[Entries from a dataset]
-*-
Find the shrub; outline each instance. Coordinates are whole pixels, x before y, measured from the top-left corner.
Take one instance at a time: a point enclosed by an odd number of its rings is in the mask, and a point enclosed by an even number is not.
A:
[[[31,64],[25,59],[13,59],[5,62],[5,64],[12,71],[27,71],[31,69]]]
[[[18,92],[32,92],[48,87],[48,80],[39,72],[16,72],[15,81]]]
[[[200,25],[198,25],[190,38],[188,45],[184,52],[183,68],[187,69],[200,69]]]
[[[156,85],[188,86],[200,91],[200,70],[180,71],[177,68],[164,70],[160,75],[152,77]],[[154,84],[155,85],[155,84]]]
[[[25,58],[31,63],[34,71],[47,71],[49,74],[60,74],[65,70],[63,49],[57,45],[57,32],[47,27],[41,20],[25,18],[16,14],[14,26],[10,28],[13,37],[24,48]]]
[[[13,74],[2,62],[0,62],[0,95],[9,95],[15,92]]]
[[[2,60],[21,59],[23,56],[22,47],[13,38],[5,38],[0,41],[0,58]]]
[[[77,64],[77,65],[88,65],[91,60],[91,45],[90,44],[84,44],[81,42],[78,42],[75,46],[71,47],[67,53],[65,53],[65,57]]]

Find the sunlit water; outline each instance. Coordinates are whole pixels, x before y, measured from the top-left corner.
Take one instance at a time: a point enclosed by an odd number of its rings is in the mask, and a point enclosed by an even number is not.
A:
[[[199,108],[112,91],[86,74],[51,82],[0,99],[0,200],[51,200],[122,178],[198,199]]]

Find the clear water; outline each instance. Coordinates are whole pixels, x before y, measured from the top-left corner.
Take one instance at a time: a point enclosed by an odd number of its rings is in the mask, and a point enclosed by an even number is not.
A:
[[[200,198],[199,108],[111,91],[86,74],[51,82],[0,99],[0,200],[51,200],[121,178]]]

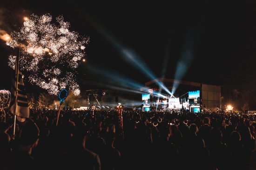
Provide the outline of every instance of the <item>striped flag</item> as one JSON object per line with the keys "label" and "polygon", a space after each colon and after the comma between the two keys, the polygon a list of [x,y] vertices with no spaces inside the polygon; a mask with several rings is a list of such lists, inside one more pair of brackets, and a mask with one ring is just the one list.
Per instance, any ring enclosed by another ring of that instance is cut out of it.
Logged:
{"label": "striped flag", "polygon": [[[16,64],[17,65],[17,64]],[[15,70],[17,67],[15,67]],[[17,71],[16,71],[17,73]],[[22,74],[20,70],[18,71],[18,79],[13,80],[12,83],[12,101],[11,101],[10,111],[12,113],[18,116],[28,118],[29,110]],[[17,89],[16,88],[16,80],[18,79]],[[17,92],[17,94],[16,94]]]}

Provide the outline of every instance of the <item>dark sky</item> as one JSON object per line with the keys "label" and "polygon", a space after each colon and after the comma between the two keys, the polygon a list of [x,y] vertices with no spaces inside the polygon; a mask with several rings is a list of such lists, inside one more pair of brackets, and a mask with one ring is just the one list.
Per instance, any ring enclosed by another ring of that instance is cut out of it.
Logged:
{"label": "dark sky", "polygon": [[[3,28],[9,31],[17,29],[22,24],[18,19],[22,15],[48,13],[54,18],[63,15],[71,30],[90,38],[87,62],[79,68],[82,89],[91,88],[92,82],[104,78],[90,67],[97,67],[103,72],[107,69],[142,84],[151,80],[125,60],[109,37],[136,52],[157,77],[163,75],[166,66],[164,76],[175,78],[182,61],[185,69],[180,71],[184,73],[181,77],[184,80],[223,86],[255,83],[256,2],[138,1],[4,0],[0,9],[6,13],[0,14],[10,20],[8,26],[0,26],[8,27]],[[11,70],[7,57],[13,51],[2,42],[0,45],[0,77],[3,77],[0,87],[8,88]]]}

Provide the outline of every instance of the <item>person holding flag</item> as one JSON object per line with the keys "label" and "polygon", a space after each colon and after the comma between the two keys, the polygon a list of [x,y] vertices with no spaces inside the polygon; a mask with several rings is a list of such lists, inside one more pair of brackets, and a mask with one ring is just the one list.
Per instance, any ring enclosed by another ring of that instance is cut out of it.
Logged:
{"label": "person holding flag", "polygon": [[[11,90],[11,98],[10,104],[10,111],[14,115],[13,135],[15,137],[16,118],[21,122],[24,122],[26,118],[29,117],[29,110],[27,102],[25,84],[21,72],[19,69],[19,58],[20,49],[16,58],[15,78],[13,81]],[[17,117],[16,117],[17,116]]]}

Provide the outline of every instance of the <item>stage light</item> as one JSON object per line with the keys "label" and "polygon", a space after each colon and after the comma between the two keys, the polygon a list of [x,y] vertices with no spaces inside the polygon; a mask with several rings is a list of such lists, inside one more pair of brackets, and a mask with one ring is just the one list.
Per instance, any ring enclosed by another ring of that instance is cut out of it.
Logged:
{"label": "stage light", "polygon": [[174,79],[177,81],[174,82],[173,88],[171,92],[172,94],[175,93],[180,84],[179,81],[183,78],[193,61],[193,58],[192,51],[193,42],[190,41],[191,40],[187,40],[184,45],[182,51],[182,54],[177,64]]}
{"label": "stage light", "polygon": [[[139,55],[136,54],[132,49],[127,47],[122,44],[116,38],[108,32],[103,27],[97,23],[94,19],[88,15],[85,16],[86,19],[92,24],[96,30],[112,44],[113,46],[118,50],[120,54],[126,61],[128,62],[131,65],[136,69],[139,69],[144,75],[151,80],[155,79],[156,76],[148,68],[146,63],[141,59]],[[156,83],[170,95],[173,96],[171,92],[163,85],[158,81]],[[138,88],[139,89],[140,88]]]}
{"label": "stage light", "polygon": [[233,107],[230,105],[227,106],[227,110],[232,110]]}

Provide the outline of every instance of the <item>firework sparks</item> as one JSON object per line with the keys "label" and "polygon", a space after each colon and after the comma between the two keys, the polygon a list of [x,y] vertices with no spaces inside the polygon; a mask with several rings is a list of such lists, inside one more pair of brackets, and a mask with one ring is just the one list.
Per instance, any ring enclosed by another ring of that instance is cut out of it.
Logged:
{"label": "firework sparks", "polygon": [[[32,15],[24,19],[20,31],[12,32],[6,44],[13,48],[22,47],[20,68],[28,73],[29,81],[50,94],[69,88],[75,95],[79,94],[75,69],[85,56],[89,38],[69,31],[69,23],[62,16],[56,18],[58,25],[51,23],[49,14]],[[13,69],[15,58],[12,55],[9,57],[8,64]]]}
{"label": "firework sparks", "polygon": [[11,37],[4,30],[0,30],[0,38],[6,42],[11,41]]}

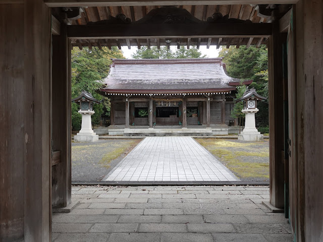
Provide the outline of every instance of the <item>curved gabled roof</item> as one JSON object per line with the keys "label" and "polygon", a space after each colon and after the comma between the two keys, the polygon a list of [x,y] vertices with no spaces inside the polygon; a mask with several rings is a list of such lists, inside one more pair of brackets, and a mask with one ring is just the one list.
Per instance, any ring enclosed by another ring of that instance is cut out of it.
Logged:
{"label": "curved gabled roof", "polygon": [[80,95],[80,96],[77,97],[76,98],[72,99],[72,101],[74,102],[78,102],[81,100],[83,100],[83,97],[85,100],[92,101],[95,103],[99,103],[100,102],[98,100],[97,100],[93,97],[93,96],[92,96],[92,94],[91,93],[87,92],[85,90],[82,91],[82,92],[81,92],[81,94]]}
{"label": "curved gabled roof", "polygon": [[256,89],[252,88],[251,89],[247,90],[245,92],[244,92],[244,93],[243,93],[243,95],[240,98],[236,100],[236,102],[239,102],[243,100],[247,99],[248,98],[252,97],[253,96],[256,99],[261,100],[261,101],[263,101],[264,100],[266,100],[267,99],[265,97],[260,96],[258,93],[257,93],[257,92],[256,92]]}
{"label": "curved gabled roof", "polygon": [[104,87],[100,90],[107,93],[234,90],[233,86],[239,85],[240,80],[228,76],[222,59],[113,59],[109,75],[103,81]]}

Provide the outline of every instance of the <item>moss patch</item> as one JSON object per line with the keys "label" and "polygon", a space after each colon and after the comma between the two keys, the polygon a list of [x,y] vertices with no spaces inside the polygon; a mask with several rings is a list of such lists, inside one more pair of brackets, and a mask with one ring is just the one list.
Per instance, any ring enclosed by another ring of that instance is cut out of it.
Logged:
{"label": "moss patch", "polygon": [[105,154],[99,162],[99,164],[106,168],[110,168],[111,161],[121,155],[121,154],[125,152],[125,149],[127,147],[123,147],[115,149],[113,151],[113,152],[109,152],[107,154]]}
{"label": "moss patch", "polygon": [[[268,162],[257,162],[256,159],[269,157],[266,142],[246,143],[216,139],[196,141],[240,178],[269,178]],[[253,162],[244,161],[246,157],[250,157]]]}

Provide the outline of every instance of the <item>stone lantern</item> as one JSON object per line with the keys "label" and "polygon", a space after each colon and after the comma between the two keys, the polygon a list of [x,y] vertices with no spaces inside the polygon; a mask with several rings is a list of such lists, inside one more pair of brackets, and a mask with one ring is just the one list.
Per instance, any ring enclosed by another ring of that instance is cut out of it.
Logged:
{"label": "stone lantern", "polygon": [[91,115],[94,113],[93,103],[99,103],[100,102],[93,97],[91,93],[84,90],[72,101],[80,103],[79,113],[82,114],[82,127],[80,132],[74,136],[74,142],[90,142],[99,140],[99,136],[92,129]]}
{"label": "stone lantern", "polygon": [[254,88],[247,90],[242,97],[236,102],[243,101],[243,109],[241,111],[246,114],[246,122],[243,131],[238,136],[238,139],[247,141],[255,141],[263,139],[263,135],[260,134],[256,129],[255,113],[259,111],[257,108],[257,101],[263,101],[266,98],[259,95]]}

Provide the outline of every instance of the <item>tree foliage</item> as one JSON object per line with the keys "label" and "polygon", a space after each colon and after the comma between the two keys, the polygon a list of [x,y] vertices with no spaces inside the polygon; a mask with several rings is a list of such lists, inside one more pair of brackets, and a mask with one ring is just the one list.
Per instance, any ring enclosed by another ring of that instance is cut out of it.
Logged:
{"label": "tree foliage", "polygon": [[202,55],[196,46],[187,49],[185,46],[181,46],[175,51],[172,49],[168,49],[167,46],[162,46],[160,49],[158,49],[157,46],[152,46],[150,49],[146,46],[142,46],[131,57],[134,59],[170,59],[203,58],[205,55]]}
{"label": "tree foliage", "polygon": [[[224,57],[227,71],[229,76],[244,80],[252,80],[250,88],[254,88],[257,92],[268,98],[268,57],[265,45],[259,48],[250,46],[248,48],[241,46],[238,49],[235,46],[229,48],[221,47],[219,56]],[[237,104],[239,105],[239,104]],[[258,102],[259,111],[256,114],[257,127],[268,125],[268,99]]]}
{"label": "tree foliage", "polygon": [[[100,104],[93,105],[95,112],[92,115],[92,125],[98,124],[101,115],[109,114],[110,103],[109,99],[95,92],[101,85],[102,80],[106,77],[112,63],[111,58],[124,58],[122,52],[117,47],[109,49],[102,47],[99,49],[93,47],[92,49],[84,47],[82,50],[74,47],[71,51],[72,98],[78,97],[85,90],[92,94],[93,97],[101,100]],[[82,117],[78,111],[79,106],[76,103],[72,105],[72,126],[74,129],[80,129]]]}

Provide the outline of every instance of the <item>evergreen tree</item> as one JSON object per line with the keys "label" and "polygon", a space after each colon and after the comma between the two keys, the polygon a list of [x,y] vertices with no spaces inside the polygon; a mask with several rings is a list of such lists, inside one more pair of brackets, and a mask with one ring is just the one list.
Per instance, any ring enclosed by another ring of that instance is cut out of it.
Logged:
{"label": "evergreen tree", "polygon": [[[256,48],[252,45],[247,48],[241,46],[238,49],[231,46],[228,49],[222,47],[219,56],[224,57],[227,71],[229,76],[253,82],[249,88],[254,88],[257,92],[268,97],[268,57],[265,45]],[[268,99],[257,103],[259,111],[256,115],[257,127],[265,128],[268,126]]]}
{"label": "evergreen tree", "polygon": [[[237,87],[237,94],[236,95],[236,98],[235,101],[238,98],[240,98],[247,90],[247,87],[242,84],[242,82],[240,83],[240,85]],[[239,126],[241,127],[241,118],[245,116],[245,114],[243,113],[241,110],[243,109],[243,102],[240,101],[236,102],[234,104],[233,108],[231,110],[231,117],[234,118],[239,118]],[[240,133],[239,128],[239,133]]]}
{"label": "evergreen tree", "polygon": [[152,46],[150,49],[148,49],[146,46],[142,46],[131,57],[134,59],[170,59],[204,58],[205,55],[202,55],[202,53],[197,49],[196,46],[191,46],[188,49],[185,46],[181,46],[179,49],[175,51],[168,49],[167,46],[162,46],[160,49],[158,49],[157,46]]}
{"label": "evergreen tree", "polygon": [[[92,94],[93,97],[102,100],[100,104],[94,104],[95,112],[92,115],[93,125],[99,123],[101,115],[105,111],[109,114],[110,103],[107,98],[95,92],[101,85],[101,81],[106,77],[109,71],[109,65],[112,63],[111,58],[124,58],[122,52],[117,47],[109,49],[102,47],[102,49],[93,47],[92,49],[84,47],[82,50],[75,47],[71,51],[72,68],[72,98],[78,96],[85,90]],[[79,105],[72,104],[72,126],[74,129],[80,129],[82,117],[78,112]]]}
-*-
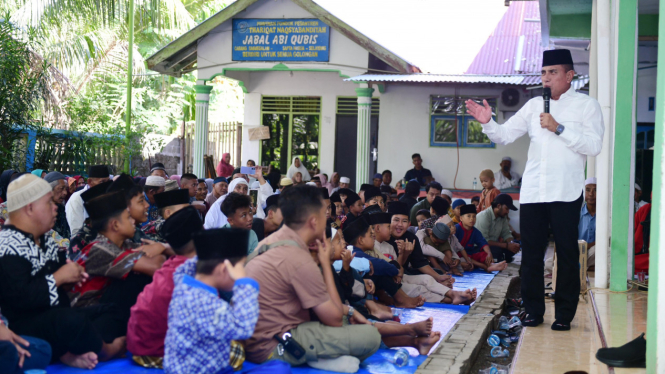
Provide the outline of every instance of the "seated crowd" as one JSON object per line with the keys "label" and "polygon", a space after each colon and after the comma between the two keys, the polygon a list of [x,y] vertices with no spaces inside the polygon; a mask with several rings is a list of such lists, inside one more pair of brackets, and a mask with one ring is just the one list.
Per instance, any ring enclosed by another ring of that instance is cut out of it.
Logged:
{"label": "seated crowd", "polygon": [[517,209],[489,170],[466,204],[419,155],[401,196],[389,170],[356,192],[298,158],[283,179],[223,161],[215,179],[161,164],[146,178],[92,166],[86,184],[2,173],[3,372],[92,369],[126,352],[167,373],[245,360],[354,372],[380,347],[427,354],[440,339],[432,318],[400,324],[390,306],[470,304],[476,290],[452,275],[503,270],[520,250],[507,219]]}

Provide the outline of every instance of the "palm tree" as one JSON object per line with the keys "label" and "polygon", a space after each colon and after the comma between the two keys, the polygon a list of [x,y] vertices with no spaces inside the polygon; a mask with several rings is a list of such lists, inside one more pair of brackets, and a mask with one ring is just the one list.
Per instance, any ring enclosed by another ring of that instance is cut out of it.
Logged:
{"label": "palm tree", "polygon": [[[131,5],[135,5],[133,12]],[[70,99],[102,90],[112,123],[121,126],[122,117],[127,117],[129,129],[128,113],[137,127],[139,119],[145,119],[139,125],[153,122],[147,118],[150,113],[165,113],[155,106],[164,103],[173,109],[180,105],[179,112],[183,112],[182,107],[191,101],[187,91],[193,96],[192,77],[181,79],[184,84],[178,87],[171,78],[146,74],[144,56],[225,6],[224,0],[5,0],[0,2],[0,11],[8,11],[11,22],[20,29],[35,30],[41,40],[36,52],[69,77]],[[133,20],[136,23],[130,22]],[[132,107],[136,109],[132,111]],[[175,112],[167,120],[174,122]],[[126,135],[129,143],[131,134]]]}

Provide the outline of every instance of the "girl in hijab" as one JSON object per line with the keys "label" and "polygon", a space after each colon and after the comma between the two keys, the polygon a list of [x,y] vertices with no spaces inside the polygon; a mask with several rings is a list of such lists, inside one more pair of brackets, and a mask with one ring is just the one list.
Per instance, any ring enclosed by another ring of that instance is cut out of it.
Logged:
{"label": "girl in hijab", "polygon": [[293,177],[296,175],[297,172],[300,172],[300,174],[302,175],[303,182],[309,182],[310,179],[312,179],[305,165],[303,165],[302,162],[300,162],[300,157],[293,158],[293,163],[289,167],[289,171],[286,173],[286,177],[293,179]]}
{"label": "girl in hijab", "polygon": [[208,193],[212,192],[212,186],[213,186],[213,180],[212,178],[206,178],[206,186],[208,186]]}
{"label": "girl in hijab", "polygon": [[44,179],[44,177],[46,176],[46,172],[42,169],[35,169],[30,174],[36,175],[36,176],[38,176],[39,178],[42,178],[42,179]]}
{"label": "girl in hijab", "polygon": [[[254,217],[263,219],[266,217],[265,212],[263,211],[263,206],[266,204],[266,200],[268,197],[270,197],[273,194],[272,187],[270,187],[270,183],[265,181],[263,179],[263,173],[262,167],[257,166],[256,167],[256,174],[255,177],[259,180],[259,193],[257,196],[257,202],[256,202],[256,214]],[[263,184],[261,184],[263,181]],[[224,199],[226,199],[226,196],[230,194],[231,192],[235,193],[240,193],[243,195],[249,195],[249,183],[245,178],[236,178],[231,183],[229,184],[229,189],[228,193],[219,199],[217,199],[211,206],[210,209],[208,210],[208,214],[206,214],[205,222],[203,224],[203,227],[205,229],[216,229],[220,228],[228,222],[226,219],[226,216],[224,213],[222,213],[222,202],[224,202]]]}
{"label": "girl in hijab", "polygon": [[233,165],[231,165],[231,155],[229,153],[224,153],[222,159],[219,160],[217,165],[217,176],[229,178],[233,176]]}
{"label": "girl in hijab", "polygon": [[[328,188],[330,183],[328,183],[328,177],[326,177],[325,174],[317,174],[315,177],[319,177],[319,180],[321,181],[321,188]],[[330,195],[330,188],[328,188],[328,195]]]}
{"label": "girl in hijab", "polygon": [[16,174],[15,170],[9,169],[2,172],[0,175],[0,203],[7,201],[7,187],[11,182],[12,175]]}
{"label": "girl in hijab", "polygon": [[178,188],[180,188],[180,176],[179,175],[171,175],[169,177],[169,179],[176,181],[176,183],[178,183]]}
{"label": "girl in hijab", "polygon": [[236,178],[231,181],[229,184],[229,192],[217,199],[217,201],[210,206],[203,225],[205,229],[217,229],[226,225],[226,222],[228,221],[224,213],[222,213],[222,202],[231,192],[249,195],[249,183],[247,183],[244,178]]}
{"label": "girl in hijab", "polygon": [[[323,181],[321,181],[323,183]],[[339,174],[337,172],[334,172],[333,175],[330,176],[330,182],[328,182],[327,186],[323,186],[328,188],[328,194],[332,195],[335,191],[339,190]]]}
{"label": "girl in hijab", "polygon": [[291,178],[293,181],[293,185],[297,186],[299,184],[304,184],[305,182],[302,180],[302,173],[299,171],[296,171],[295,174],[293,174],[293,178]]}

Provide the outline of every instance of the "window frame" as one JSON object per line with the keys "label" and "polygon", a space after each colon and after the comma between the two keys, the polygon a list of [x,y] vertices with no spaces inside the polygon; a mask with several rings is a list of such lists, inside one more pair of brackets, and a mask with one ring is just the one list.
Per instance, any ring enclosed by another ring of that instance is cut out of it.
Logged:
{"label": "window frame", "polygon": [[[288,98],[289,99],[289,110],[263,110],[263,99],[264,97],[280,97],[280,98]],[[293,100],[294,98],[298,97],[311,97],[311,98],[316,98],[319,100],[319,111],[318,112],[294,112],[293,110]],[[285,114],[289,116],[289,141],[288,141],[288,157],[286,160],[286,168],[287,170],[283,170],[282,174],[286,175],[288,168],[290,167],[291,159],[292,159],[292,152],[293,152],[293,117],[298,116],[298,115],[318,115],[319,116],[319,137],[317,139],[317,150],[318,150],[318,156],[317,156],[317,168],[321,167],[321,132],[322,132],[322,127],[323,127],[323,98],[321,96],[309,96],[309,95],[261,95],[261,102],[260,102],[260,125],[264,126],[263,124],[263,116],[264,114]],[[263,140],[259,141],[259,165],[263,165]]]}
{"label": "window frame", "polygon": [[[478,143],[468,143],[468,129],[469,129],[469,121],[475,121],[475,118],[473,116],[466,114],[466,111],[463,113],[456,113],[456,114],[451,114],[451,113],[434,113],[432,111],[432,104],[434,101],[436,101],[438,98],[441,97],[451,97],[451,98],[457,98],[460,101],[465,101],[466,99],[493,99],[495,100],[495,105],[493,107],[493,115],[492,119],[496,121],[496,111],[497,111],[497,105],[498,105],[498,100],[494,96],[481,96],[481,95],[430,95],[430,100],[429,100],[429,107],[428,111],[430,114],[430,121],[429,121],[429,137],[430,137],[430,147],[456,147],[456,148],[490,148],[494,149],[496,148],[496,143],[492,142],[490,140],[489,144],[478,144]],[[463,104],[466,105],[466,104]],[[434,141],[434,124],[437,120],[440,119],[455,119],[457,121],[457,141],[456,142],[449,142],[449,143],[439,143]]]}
-*-
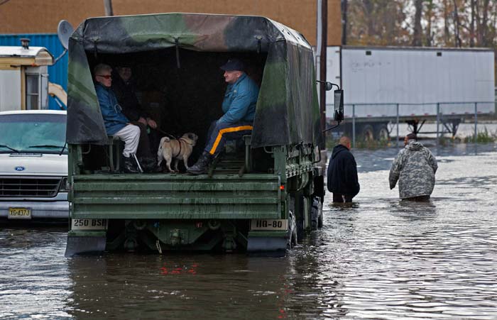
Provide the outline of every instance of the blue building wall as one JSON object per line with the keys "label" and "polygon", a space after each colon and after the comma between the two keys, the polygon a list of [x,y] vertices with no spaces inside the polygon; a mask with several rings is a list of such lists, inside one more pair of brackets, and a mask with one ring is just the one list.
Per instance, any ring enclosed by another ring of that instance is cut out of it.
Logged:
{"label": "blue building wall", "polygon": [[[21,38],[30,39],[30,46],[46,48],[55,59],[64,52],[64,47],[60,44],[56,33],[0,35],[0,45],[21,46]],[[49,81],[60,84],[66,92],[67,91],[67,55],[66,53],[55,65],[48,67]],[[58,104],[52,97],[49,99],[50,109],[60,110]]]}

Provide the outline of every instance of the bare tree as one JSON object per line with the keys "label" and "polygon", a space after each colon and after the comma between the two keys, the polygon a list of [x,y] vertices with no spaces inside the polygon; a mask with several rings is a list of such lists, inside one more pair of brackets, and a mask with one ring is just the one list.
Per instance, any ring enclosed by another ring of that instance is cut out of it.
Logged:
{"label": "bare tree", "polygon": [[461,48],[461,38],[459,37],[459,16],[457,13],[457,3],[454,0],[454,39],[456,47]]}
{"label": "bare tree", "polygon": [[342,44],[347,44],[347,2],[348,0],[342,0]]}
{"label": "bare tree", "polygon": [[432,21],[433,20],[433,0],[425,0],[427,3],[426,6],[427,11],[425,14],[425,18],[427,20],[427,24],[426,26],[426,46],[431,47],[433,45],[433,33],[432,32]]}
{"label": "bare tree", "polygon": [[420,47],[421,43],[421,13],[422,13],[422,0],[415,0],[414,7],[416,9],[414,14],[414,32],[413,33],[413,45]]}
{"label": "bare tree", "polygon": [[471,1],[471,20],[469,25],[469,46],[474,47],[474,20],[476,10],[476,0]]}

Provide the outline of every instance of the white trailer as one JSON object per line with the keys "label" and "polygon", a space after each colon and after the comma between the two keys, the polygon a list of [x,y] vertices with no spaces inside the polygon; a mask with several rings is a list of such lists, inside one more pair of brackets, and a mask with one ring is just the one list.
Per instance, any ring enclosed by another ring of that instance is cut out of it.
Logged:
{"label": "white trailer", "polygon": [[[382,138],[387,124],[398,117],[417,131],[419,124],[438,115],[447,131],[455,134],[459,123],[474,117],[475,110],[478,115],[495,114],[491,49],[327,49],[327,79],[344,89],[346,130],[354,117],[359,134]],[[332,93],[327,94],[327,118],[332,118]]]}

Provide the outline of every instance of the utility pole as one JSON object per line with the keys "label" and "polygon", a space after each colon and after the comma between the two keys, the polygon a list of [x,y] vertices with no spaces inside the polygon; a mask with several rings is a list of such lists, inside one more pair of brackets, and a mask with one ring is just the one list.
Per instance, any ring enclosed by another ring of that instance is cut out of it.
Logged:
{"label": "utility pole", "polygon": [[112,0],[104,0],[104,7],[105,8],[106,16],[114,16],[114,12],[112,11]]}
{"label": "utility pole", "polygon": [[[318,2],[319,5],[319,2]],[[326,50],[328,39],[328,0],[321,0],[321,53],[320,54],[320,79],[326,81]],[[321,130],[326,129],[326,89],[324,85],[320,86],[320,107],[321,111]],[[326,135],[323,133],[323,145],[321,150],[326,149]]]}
-*-
Please pull out every line of the records above that contains the string "building", matching case exactly, and copy each one in full.

Provide the outline of every instance of the blue building wall as one JSON object per line with the keys "label" and "polygon", a space after each colon and after the comma between the two keys, the polygon a list of [x,y] vertices with no spaces inside the polygon; a mask with several rings is a list of such lists, inside one more pair of brackets, and a mask with one ring is just the one list.
{"label": "blue building wall", "polygon": [[[21,38],[30,39],[30,46],[46,48],[55,59],[64,52],[64,47],[60,44],[56,33],[0,35],[0,45],[21,46]],[[49,81],[60,84],[66,92],[67,91],[67,55],[66,53],[55,65],[48,67]],[[58,104],[52,97],[49,99],[50,109],[60,110]]]}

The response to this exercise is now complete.